▶ [Selected passage]:

:::

Beyond The Phoenix Project: Modules 7 & 8 – The Panel & Case Studies

By Gene Kim

Earlier this week, I wrote about the first six modules of Beyond The Phoenix Project, along with excerpts from each — this is from the nine hours of recorded audio that John Willis and I created, summarizing hundreds of hours of research into the bodies of knowledge that DevOps draws most heavily upon.

(By the way, we’ve gotten an update —  Beyond The Phoenix Project will be available on Audible and iTunes sometime next week.)

Today, I want to tell you about the remaining modules: The Panel and Case Studies.

John Willis posted on Twitter yesterday, “Working on Beyond The Phoenix Project has definitely been a highlight of my career.”  I have similar feelings of awe and appreciation — hopefully, when I tell you about these modules, you’ll understand why I’m so proud to be associated with this project.

:::

▶ [Provided records]:

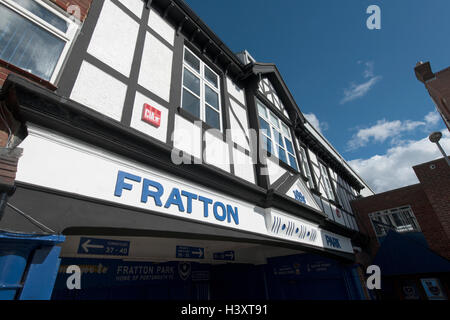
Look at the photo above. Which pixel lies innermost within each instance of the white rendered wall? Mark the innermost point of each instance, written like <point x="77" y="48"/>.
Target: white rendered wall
<point x="243" y="166"/>
<point x="187" y="137"/>
<point x="156" y="67"/>
<point x="99" y="91"/>
<point x="114" y="38"/>
<point x="239" y="125"/>
<point x="160" y="26"/>
<point x="216" y="152"/>
<point x="235" y="91"/>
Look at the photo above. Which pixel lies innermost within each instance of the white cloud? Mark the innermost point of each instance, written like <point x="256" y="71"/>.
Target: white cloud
<point x="319" y="125"/>
<point x="355" y="90"/>
<point x="392" y="130"/>
<point x="394" y="169"/>
<point x="359" y="90"/>
<point x="432" y="118"/>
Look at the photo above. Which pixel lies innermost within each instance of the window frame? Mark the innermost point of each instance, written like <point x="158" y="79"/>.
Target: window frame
<point x="386" y="217"/>
<point x="68" y="37"/>
<point x="268" y="116"/>
<point x="203" y="82"/>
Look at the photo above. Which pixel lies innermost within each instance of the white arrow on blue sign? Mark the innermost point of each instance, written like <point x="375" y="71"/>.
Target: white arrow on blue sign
<point x="190" y="252"/>
<point x="226" y="255"/>
<point x="103" y="247"/>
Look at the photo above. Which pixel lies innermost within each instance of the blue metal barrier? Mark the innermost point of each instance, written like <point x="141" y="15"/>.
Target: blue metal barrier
<point x="28" y="265"/>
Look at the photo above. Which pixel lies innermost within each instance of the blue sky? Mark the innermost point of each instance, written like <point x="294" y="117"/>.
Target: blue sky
<point x="357" y="85"/>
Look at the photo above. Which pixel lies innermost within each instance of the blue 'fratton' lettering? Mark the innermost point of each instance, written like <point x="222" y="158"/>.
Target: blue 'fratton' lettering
<point x="156" y="195"/>
<point x="219" y="217"/>
<point x="234" y="214"/>
<point x="205" y="201"/>
<point x="175" y="198"/>
<point x="121" y="184"/>
<point x="190" y="197"/>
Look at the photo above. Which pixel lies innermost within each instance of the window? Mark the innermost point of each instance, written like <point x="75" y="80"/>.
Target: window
<point x="276" y="136"/>
<point x="326" y="181"/>
<point x="34" y="37"/>
<point x="397" y="219"/>
<point x="201" y="90"/>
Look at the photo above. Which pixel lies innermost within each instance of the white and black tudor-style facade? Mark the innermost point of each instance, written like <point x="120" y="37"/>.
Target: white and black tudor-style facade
<point x="139" y="146"/>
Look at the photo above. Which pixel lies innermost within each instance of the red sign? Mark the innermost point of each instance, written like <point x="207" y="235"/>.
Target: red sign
<point x="151" y="115"/>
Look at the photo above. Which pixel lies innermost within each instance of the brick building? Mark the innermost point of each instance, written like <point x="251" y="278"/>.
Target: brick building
<point x="411" y="219"/>
<point x="438" y="86"/>
<point x="123" y="117"/>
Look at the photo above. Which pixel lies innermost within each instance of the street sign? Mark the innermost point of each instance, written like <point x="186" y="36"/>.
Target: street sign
<point x="190" y="252"/>
<point x="226" y="255"/>
<point x="104" y="247"/>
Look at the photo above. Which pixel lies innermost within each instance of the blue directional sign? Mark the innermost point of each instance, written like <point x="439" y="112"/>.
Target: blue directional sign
<point x="226" y="255"/>
<point x="104" y="247"/>
<point x="190" y="252"/>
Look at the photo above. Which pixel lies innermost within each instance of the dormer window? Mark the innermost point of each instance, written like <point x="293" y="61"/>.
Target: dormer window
<point x="201" y="90"/>
<point x="34" y="37"/>
<point x="277" y="139"/>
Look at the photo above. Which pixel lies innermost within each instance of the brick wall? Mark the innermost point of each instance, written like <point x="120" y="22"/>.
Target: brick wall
<point x="434" y="178"/>
<point x="414" y="196"/>
<point x="6" y="69"/>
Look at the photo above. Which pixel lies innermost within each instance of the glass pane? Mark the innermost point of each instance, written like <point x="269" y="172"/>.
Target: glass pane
<point x="44" y="14"/>
<point x="273" y="119"/>
<point x="285" y="130"/>
<point x="267" y="144"/>
<point x="191" y="82"/>
<point x="278" y="138"/>
<point x="211" y="97"/>
<point x="264" y="126"/>
<point x="27" y="46"/>
<point x="191" y="103"/>
<point x="282" y="154"/>
<point x="262" y="110"/>
<point x="212" y="118"/>
<point x="192" y="60"/>
<point x="289" y="145"/>
<point x="211" y="77"/>
<point x="292" y="162"/>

:::

▶ [The task]: Translate this sentence from the Beyond The Phoenix Project post into Spanish: "Today, I want to tell you about the remaining modules: The Panel and Case Studies." The data is unrelated to the Beyond The Phoenix Project post.

▶ [Solution to this task]: Hoy quiero contarles sobre los módulos restantes: The Panel y Case Studies.